====== INPUT

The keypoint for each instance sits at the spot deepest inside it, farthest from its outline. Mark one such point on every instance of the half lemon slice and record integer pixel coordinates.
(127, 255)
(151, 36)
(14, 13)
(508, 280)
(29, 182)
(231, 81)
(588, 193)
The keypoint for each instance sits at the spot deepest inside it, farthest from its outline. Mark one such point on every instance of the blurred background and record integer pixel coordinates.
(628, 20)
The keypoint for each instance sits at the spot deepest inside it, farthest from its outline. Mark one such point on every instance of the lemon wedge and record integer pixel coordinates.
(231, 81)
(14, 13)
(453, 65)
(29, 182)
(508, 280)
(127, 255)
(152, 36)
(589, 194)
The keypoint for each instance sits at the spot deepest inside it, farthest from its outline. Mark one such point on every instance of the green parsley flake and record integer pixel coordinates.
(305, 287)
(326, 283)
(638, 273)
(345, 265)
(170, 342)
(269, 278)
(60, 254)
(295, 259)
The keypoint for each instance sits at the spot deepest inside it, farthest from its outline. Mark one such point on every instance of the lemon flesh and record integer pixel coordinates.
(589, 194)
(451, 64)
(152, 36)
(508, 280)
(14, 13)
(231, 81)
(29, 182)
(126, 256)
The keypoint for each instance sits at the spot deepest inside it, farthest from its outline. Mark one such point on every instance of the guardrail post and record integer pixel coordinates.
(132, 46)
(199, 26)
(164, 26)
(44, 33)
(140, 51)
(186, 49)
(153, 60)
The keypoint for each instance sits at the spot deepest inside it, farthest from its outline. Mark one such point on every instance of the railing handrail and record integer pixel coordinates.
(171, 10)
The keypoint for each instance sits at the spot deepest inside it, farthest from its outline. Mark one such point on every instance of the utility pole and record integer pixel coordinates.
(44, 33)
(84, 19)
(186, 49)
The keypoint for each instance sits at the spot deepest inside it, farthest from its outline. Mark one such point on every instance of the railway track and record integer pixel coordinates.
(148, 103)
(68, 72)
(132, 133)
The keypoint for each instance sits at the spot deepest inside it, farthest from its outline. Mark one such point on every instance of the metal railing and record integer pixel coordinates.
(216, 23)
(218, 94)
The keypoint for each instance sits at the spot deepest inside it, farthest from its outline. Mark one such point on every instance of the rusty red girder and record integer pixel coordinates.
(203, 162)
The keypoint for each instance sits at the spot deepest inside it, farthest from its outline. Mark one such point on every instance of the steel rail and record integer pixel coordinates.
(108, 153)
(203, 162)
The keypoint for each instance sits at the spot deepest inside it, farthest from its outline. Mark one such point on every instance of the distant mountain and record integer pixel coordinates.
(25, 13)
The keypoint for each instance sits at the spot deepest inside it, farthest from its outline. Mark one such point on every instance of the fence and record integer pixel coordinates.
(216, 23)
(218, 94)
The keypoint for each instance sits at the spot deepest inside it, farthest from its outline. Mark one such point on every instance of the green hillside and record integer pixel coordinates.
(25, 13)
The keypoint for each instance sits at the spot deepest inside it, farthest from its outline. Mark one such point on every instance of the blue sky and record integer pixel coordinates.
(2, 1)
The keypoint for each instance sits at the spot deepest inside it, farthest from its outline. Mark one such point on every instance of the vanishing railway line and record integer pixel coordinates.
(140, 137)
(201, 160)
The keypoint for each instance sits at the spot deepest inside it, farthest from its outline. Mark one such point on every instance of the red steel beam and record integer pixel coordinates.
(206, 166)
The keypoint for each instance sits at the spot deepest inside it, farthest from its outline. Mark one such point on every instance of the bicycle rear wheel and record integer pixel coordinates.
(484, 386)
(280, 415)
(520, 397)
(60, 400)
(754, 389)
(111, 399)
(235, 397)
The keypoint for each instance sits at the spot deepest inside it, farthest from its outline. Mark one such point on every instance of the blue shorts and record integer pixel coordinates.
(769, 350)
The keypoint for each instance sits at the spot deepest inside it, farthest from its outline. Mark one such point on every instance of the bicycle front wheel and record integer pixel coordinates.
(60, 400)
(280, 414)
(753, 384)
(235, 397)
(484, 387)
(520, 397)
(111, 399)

============

_WORK INSTRUCTION_: The answer must be all of the entries, restated exactly.

_WORKED SOLUTION_:
The keypoint for each instance sits at the spot deepest inside it, farthest from its outline. Mark one such point on every instance of the half lemon slice and record integer pixel coordinates.
(127, 255)
(151, 36)
(14, 13)
(508, 280)
(29, 182)
(231, 81)
(588, 193)
The keypoint for each instance sits at the spot deepest inside it, farthest from its outline. Mark one such point on every instance of the blurred background and record integer pixel coordinates.
(628, 20)
The keypoint for each instance sits at the spot deepest inside it, farthest from its outline. Mark one such point on every instance of the lemon wedge and record integer pixel coordinates.
(231, 81)
(14, 13)
(453, 65)
(29, 182)
(508, 280)
(127, 255)
(152, 36)
(589, 194)
The keypoint for each instance sits at the spot deepest inside it, farthest from its outline. Mark one such point on every instance of the green parsley flake and record integer pixel coordinates.
(305, 287)
(326, 283)
(638, 273)
(345, 265)
(170, 342)
(269, 278)
(60, 254)
(295, 259)
The keypoint for each instance sits at the spot deepest inside it, farthest from its outline. Mark one such point on every instance of the lemon flesh and record integer pixel coordinates.
(589, 194)
(451, 64)
(152, 36)
(508, 280)
(14, 13)
(231, 81)
(29, 182)
(126, 256)
The keypoint for each instance sits at the spot deepest inside it, farthest from its outline. Mark one such point on every instance of the guardrail post and record integer pixel coordinates.
(132, 46)
(199, 26)
(164, 26)
(44, 33)
(140, 51)
(186, 49)
(153, 60)
The keypoint for each instance sits at the spot deepest inside it, farthest from its outline. Mark one such point on every instance of the railing handrail and record integer pixel coordinates.
(171, 10)
The keypoint for each instance sits at the spot deepest inside it, farthest from its outline. Mark one such point on every instance of the utility pole and record integer pixel coordinates.
(44, 33)
(84, 19)
(186, 49)
The keypoint for each instance sits at the spot deepest inside it, farthest from its outline. Mark one such point on every instance of the railway track and record integer pixel coordinates.
(148, 103)
(68, 72)
(132, 133)
The keypoint for each instance sits at the spot deepest inside it, farthest from its outline. Mark one such point on every instance of the metal railing and record integer pixel coordinates.
(216, 23)
(218, 94)
The keypoint for each instance sits at the spot deepest inside it, farthest from its outline. Mark one such point on every instance of the rusty red girder and record integer pixel coordinates.
(203, 162)
The keypoint for each instance sits at the spot deepest inside it, farthest from its outline. Mark one such point on every instance of the steel rail and record integer pixel coordinates.
(108, 153)
(203, 162)
The keypoint for each instance sits at the spot deepest inside it, farthest from its outline. Mark one such point on every instance of the distant mountain and record integer pixel coordinates.
(25, 13)
The keypoint for each instance sits at the spot deepest inside it, farthest from its outline. Mark one such point on every instance of the fence and record integer pixel coordinates.
(216, 23)
(218, 94)
The keypoint for each instance sits at the spot deepest inside it, farthest from its outline. Mark one such point on every instance of the green hillside and record integer pixel coordinates.
(25, 13)
The keypoint for each instance sits at the spot deepest inside it, farthest from its outline. Mark one such point on every instance of the blue sky and record integer pixel coordinates.
(2, 1)
The keypoint for each instance sits at the spot deepest inside it, farthest from its outline. Mark one such point on every instance of the vanishing railway line and record integer pixel coordinates.
(140, 137)
(201, 160)
The keypoint for each instance sits at the spot deepest inside it, farthest from its outline. Mark one such point on every instance of the red steel beam and record integer pixel coordinates.
(206, 166)
The keypoint for each instance sits at the spot deepest inside it, farthest from its outline. Mark one such point on every instance of the bicycle rear wheel and record integer pixel coordinates.
(484, 386)
(280, 415)
(520, 397)
(60, 400)
(754, 389)
(111, 399)
(235, 397)
The keypoint for each instance sits at the spot deepest inside it, farthest from its outline. Mark one such point on every instance of the blue shorts and record integer pixel coordinates.
(769, 350)
The keypoint for each instance sits at the spot deepest inside it, farthest from its outline. Mark one such point on every instance of the bicycle front wheel and record integer pixel coordinates.
(60, 400)
(280, 414)
(753, 384)
(235, 397)
(484, 387)
(520, 397)
(111, 399)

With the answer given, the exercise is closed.